* _Work order_:
Restate the lines word for word, from the one containing "Where can you spot the paper" through the last line of the entries below, without any other lines.

* _Point-per-instance localization data_:
►
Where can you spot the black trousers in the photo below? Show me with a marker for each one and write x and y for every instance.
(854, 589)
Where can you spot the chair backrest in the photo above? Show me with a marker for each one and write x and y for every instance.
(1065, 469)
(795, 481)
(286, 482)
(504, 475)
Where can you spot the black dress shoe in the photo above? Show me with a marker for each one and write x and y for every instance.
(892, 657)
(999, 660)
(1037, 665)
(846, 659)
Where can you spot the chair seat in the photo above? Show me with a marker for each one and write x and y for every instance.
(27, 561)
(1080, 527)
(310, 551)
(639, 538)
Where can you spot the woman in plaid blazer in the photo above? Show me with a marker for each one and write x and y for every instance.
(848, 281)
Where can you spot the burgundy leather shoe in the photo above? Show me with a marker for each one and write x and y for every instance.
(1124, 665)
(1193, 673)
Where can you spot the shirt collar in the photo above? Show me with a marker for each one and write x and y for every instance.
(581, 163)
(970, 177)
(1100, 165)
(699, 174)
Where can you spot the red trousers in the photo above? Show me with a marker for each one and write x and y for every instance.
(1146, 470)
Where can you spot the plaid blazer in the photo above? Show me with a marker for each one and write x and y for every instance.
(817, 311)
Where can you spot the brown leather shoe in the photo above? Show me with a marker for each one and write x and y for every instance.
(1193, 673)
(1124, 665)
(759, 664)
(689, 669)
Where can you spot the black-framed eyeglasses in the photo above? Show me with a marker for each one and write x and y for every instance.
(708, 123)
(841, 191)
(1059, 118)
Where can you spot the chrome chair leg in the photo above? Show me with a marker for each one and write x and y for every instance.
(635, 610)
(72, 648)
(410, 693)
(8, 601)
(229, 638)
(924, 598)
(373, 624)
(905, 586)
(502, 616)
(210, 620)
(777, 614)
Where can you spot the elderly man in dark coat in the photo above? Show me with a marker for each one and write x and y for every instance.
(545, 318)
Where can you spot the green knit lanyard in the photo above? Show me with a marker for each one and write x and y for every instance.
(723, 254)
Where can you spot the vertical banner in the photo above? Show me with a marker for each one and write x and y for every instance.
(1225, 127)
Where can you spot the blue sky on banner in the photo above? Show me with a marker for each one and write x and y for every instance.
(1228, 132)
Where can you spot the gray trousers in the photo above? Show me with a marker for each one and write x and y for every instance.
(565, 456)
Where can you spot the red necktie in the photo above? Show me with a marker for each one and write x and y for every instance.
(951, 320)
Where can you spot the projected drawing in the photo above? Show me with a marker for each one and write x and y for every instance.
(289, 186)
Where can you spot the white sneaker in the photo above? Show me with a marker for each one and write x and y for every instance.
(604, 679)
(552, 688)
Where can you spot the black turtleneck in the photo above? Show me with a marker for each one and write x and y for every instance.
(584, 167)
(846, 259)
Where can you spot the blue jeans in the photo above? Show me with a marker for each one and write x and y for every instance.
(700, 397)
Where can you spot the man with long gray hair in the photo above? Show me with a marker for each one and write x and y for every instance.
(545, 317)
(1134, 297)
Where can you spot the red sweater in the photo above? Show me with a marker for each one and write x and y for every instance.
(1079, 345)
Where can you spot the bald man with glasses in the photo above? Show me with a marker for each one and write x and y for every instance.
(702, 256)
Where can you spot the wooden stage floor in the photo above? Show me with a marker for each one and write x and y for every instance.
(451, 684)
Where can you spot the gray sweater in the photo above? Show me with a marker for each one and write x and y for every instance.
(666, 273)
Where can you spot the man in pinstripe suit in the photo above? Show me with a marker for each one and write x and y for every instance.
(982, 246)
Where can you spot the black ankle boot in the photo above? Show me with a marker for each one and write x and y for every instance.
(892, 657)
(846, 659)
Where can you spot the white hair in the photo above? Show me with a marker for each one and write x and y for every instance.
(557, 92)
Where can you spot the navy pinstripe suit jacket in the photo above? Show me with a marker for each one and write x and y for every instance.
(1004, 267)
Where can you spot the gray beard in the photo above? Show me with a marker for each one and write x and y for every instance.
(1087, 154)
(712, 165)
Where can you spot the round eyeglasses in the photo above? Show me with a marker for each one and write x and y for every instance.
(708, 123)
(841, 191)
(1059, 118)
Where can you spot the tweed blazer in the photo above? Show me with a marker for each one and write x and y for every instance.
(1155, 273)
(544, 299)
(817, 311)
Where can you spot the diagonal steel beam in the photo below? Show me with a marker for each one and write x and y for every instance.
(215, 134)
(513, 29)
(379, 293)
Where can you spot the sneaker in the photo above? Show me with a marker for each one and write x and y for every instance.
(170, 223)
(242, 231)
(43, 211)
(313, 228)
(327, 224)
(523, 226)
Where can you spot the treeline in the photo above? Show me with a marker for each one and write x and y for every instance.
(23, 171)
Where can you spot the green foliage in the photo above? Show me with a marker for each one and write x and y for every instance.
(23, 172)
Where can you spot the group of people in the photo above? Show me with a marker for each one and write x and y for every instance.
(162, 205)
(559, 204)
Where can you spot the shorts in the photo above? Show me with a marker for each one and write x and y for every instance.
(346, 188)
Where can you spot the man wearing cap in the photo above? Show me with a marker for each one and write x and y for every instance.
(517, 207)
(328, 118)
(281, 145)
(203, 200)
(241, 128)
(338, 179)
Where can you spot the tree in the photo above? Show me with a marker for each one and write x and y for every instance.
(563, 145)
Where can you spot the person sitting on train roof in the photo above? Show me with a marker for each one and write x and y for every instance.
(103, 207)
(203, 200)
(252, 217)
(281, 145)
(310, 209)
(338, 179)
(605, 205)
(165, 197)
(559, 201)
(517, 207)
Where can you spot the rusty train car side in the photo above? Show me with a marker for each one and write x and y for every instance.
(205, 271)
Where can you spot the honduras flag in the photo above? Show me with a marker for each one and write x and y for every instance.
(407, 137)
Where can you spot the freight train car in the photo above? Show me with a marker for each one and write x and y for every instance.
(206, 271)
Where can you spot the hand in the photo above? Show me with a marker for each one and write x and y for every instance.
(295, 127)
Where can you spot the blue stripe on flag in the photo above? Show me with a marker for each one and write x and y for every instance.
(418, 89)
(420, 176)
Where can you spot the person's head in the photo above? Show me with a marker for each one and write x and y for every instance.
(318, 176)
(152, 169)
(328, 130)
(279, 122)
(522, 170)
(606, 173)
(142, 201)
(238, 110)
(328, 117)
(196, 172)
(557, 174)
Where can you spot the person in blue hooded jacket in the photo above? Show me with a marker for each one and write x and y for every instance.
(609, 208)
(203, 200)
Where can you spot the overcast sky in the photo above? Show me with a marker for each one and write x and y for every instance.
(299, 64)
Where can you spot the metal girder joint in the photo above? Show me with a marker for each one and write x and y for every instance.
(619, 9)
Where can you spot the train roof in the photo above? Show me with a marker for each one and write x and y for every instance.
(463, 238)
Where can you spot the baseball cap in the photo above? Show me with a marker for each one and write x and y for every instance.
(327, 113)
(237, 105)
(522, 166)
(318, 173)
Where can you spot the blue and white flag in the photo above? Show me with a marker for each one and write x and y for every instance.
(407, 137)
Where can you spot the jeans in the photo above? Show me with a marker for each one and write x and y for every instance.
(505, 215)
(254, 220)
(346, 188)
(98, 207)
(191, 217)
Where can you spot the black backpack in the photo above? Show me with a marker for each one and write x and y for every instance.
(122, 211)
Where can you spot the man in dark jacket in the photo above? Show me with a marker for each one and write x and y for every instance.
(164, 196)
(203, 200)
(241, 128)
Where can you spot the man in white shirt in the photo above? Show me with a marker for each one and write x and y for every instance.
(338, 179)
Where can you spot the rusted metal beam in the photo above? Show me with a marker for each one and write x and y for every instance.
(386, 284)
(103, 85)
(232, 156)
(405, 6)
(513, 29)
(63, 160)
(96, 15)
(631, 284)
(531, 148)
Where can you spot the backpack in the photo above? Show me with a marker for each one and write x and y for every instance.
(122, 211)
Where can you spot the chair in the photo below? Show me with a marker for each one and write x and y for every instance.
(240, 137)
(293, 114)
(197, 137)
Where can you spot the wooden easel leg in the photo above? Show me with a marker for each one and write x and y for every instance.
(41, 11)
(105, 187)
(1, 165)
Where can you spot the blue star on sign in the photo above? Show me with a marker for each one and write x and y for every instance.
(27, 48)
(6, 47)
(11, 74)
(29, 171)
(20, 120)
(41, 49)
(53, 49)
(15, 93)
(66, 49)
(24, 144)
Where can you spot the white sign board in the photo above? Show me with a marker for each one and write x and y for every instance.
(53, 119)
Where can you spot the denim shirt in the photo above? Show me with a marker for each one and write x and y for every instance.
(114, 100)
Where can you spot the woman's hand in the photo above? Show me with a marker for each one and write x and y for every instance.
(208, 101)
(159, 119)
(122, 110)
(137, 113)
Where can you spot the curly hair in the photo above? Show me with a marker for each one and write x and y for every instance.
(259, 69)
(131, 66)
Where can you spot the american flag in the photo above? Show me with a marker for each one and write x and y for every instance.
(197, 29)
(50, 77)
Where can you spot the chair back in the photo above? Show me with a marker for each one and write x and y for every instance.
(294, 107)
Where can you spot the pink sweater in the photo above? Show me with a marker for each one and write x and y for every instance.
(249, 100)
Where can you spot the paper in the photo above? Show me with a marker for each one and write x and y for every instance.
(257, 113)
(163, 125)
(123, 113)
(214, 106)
◄
* _Response to this task_:
Where can you spot the paper in the photo above? Show me with a marker for each one and write x and y for every instance.
(257, 113)
(163, 125)
(123, 113)
(214, 106)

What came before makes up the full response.